§ 取り組む課題:
**1)** 本文抜粋によれば、北海道の花粉症の主な原因となっている樹木は何ですか。
**2)** 北海道の花粉症に関する本文抜粋を読み、次の各記述が本文と一致するかどうかを「はい」または「いいえ」で答え、判断の根拠となる本文の語句をそのまま引用してください。
(a) シラカバ花粉症の人の約半分に、バラ科の果物による果物過敏症がある。
(b) シラカバ花粉症は、スギ花粉症よりも鼻や眼の症状が重い。
(c) 予防のための抗アレルギー剤は、原因の花粉が飛び始める2週間程前から内服するとよい。

§ 本文抜粋:
☆ ☆ ☆ ☆ ☆ ☆ ☆

2010年5月26日水曜日

「北海道の花粉症」

ゲスト/大道内科呼吸器科クリニック 大道光秀 医師

北海道の花粉症について教えてください
 今年はスギ花粉の飛散が少なく、本州・四国・九州の花粉症はあまりひどくならずに終息しました。しかし、北海道の「花粉症」は今がピークです。道内の花粉症の原因は、主にシラカバ、ハンノキによるもので、花をつける4月下旬から始まります。さらに、カモガヤなどのイネ科の牧草やヨモギによる花粉症が9月ごろまで続きます。主な症状は、しつこい鼻水、鼻づまり、クシャミ、眼のかゆみなどです。シラカバ花粉症はスギ花粉症に比べ、鼻、眼の症状はあまりひどくはありませんが、スギ花粉症では少ない次の二つの特徴があります。一つは、シラカバ花粉症の人の約半分の人で、リンゴやモモ、サクランボなどのバラ科の果物を食べると、口の中がかゆくなったり唇が腫れたり、のどがかゆくなったりする果物過敏症があります。ひどい場合呼吸困難などになったりするので注意が必要です。もう一つは、花粉症状がおさまっても、頑固な咳(せき)が出る事です。シラカバ花粉症では気管支の粘膜が過敏な状態になり、感冒をきっかけとしてひどい咳になる事がよくあります。シラカバ花粉症の時期に咳がひどい場合、花粉症による咳か、鼻水が喉(のど)に落ちてきたための咳かを区別して治療しなければなりません。もちろんこの時期でも、肺結核、肺炎、ぜんそくの場合もありますのでその区別も必要で、胸部写真や肺機能検査を受けて適した治療を受ける必要があります。
 アレルギーを起こす原因物質は、血液検査で比較的容易に分かるので、一度検査を受けて、アレルギー物質を特定しておくと安心です。

具体的な治療、予防法について教えてください
 根本的に治そうと思うのなら、時間をかけて体質を改善するしかありませんがかなり難しいです。今現在の症状を緩和するには、抗アレルギー剤の服用、点鼻薬、点眼薬などがあります。毎年のように発症する人は、原因の花粉が飛び始める2週間程前から、予防的に抗アレルギー剤を内服すると、シーズン中の症状が軽減されます。症状が出てしまってからでも、なるべく早めに服用すると重くならないので、早期の受診をお勧めします。
 予防法としては、花粉の飛散量が多い晴れた風の強い日は外出を控えたり、外出時にマスクを装着することです。帰宅時は、家に入る前に衣類や髪、持ち物に付いた花粉を払い、手洗い、うがいを行うといった基本的なことが効果的です。晴れた日には窓を開けない、掃除機を小まめにかける、フィルター付き空気清浄機の利用などで、影響を少なくすることができます。

☆ ☆ ☆ ☆ ☆ ☆ ☆

§ データ:
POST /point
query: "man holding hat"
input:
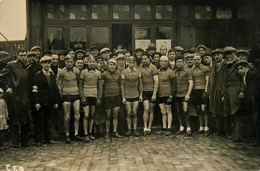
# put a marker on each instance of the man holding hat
(231, 96)
(45, 98)
(111, 81)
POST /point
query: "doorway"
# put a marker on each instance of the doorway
(122, 35)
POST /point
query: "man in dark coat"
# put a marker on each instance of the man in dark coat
(216, 90)
(231, 96)
(18, 99)
(45, 98)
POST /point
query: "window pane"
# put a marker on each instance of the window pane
(100, 36)
(142, 37)
(78, 38)
(56, 38)
(142, 12)
(121, 12)
(78, 11)
(163, 12)
(55, 11)
(100, 12)
(224, 13)
(163, 37)
(203, 12)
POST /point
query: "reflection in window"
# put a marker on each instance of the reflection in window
(203, 12)
(163, 37)
(224, 13)
(142, 37)
(78, 38)
(100, 36)
(78, 11)
(163, 12)
(100, 12)
(142, 11)
(56, 38)
(55, 11)
(120, 11)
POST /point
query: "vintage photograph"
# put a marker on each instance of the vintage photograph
(129, 85)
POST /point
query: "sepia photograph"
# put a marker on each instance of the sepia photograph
(96, 85)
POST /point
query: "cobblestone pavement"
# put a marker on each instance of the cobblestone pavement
(154, 152)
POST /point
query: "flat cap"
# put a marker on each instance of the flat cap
(229, 49)
(94, 47)
(80, 50)
(202, 46)
(217, 51)
(241, 62)
(178, 48)
(139, 49)
(31, 54)
(36, 47)
(243, 51)
(120, 56)
(104, 50)
(45, 58)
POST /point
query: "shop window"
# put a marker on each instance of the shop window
(142, 12)
(142, 37)
(120, 12)
(163, 12)
(78, 38)
(100, 36)
(78, 12)
(56, 38)
(202, 12)
(100, 12)
(163, 37)
(224, 13)
(55, 12)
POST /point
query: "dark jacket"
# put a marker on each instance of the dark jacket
(44, 93)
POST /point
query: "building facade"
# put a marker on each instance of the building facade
(70, 24)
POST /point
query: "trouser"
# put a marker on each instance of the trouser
(20, 133)
(235, 126)
(43, 124)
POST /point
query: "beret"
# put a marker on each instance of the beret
(178, 48)
(113, 61)
(31, 54)
(217, 51)
(139, 49)
(120, 56)
(80, 50)
(189, 56)
(94, 47)
(241, 62)
(229, 49)
(36, 47)
(45, 58)
(104, 50)
(243, 51)
(202, 46)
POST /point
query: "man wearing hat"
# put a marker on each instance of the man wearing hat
(45, 98)
(216, 88)
(18, 100)
(151, 50)
(94, 51)
(248, 94)
(231, 94)
(112, 101)
(201, 49)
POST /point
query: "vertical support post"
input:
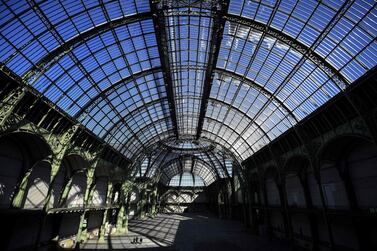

☆ ☆ ☆ ☆ ☆ ☆ ☆

§ 解答:
**1)** シラカバとハンノキです。

**2)**
(a) はい。「シラカバ花粉症の人の約半分の人で、リンゴやモモ、サクランボなどのバラ科の果物を食べると、口の中がかゆくなったり唇が腫れたり、のどがかゆくなったりする果物過敏症があります」
(b) いいえ。「シラカバ花粉症はスギ花粉症に比べ、鼻、眼の症状はあまりひどくはありません」
(c) はい。「原因の花粉が飛び始める2週間程前から、予防的に抗アレルギー剤を内服すると、シーズン中の症状が軽減されます」